#### TASK INPUT:
%%
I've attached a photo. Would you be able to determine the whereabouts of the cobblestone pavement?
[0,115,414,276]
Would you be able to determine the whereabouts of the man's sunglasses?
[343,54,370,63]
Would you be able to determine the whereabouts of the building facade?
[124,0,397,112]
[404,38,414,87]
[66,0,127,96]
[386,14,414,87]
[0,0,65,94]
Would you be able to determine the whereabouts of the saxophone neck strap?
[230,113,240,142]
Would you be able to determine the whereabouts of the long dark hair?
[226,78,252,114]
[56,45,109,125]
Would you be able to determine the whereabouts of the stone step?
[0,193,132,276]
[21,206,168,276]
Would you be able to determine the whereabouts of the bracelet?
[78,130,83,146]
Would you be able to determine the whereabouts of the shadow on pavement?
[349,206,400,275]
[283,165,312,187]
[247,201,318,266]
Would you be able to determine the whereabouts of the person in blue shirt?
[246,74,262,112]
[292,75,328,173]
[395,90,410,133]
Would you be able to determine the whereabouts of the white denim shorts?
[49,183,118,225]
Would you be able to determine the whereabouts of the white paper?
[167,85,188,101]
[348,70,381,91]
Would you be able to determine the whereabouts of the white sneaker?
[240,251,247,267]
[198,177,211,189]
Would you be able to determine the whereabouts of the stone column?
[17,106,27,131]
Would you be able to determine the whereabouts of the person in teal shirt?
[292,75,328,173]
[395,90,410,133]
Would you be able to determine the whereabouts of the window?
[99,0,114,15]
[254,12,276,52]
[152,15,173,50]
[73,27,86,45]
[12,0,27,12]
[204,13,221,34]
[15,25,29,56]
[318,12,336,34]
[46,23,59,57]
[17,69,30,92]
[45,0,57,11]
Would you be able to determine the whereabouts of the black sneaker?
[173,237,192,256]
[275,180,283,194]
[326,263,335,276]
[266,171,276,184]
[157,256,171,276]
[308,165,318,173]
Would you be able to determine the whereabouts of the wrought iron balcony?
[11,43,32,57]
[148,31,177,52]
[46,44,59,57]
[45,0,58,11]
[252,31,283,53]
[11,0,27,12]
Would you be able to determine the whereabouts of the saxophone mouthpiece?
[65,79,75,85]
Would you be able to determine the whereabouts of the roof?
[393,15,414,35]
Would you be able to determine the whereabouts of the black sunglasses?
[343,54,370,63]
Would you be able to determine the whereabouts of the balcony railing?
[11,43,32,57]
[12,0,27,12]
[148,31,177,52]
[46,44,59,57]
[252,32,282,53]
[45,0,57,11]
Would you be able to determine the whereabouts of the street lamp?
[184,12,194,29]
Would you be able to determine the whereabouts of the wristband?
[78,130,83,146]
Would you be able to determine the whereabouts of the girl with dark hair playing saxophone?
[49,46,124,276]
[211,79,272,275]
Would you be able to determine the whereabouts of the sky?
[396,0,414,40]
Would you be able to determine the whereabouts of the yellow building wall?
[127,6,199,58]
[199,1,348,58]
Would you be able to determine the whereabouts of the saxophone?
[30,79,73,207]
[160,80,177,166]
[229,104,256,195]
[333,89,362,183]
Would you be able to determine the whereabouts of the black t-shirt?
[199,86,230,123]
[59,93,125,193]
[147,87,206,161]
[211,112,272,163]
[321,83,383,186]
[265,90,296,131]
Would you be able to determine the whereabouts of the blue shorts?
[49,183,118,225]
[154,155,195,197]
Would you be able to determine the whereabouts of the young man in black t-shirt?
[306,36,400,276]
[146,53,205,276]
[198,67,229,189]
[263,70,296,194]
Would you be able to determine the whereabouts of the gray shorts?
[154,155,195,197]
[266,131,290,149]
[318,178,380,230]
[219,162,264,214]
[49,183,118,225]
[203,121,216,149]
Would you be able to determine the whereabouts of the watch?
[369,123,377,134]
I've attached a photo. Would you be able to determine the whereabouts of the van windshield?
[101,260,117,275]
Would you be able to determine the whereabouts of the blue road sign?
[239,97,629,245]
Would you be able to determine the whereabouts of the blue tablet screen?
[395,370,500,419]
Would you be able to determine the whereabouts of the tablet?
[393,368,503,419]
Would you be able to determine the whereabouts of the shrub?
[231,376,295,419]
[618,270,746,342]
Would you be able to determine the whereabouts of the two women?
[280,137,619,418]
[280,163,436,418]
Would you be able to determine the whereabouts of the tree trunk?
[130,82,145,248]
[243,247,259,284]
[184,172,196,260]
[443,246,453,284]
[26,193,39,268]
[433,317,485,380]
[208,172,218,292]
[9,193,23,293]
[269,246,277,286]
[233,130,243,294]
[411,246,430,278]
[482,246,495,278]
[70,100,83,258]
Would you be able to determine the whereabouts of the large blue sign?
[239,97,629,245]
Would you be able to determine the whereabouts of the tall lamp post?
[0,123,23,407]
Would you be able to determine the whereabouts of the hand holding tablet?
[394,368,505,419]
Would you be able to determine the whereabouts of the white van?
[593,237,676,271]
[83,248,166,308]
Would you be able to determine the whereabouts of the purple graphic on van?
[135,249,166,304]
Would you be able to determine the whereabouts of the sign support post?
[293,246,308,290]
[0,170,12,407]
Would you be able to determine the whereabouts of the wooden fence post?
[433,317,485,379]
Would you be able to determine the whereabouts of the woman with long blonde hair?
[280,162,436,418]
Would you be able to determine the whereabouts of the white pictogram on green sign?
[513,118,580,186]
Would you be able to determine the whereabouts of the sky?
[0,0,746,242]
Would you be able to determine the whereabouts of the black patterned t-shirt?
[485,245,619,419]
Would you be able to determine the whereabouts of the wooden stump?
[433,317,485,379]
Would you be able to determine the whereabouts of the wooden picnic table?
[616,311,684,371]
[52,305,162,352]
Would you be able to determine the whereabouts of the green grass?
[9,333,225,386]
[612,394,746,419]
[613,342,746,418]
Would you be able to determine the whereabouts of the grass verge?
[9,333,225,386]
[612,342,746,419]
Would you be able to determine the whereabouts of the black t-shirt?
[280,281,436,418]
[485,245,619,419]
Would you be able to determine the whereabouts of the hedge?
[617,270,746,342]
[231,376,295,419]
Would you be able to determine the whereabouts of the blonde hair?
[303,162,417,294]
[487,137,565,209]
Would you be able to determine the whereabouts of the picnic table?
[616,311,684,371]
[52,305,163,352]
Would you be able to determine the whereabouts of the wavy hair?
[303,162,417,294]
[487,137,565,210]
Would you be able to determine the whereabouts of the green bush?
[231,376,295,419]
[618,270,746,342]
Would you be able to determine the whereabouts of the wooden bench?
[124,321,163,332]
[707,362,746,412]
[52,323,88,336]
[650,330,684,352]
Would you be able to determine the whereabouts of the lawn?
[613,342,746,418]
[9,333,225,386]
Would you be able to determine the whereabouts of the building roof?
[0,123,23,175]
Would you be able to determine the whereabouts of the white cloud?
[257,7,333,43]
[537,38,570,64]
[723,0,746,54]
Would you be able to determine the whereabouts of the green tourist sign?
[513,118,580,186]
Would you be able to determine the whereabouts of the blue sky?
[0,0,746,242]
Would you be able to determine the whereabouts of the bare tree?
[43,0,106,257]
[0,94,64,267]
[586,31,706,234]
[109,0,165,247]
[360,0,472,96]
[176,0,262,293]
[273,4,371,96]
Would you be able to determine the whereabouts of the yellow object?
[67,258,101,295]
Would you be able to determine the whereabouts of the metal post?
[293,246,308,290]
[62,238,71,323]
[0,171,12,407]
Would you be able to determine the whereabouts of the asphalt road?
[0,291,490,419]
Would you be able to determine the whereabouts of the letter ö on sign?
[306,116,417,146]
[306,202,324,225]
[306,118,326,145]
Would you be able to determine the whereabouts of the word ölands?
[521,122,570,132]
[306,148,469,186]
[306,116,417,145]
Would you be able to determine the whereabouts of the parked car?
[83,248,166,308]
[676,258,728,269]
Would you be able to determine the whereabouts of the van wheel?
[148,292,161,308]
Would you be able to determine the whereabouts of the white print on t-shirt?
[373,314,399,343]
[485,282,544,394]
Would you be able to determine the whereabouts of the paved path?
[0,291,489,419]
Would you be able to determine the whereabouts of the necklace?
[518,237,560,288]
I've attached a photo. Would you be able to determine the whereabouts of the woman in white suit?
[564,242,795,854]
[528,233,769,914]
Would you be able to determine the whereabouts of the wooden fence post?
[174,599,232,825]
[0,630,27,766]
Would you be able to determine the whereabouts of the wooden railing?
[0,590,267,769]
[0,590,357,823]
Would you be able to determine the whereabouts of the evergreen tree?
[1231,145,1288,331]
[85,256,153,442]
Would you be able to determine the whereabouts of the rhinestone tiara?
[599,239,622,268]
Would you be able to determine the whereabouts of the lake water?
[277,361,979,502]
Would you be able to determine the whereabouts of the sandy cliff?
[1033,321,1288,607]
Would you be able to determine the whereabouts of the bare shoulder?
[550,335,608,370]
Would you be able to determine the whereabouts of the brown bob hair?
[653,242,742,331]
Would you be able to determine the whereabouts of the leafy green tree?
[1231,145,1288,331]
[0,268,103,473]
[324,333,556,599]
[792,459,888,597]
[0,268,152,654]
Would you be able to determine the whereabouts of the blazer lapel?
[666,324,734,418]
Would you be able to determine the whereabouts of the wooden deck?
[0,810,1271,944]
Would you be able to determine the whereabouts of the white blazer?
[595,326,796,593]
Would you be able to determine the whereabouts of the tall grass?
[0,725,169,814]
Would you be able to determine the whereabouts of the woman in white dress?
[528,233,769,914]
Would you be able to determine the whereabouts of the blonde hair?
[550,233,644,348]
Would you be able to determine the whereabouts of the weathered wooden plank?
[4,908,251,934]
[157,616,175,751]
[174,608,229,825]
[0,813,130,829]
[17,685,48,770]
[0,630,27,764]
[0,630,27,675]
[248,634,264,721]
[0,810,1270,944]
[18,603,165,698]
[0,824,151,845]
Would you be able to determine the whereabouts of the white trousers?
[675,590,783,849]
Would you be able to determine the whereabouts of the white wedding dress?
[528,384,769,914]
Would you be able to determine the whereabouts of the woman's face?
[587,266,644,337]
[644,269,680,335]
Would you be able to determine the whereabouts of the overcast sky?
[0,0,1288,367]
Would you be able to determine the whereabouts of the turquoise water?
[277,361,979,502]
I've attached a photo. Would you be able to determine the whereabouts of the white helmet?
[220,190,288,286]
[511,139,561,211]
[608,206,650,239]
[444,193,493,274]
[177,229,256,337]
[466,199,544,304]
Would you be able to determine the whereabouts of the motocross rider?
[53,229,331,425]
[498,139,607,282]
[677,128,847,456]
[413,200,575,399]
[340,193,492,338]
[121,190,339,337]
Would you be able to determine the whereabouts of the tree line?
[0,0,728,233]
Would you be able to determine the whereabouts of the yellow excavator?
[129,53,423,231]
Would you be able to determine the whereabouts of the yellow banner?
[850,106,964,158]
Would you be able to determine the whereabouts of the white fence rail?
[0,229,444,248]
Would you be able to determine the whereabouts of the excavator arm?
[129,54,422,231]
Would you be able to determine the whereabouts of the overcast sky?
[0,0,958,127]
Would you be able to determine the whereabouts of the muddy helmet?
%%
#### SHORT TASK:
Shift the lines above, from the first line through the line containing "[56,45,109,125]", by adding 56 to every bounding box coordinate. Write out each of those lines again, including the ones that hold no coordinates.

#### RESULT BELOW:
I've attached a photo. Would you be able to determine the whereabouts of the cobblestone pavement?
[56,171,470,332]
Would you be able to determine the whereabouts of the man's sunglasses?
[399,110,426,119]
Would you be able to determine the whereabouts of the building facade?
[180,56,453,168]
[460,94,470,143]
[122,56,183,152]
[442,70,470,143]
[56,56,121,150]
Would you be able to determine the whereabouts of the saxophone neck strap?
[286,169,296,198]
Would you be able to determine the whereabouts of the long dark hair?
[282,134,308,170]
[112,101,165,181]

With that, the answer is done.